Natural-language object grounding data
========================================

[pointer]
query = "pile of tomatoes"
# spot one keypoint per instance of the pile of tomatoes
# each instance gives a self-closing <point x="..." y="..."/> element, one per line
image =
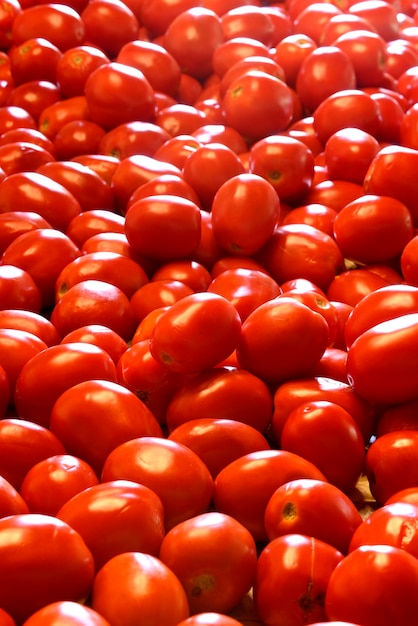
<point x="208" y="312"/>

========================================

TASK GOAL:
Take every line above carrying "pile" and return it.

RESPONSE BOX:
query = "pile of tomatoes"
# spot one keypoint per instance of the pile of tomatoes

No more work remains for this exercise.